===== Text passage =====

I'd feel remiss if I didn't mention taxes. As Thomas Sowell said, “What exactly is your ‘fair share’ of what ‘someone else’ has worked for?” For me this again is an undeniable truth. It is immoral to take from someone else what they paid for with their attention and effort. Imagine two men (or women) living on an island. Both are peacefully living isolated lives, eating coconuts. One of them gets hurt, and is no longer able to climb the coconut tree to get food. If the injured one does not get more coconuts, he will die. Is it okay for him to steal from the other? If you say yes, then I'm not sure we'll get much further :)
What if there are three? Or a hundred? What if by stealing one coconut, he can save 100% children from dying? Is it okay for him to steal?
I'd say it's perfectly moral to go to the other guy and say "Hey, I need a coconut. If you give it to me, we'll save a hundred children." At this point, it's up to the man with the coconuts to make his own moral decision. I'd hope he'd save the children, but it's wrong for anyone else to make that decision.

===== Dataset =====

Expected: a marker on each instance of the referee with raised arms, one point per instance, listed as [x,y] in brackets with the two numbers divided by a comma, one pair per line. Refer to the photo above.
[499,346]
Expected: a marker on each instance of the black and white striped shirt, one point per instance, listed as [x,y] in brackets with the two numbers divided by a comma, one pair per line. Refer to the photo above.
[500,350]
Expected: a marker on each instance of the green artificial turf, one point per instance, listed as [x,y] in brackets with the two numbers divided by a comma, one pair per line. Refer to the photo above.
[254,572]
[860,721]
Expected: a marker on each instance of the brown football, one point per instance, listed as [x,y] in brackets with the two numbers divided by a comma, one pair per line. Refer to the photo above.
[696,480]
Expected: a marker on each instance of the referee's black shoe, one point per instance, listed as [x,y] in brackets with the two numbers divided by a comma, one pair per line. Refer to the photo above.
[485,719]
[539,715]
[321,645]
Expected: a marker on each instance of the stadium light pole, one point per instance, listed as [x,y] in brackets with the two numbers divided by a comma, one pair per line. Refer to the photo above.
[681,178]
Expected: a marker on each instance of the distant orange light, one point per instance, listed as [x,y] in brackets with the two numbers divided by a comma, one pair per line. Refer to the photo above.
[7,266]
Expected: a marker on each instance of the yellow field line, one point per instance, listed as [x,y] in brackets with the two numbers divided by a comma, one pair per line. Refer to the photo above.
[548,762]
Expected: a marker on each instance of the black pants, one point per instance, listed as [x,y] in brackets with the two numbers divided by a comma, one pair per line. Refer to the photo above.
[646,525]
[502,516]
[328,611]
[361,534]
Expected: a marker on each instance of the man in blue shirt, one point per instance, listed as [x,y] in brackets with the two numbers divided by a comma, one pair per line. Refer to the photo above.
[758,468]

=====

## What is expected
Please list every sentence in the passage on taxes that begins with "I'd".

## Reply
- I'd feel remiss if I didn't mention taxes.
- I'd say it's perfectly moral to go to the other guy and say "Hey, I need a coconut. If you give it to me, we'll save a hundred children."
- I'd hope he'd save the children, but it's wrong for anyone else to make that decision.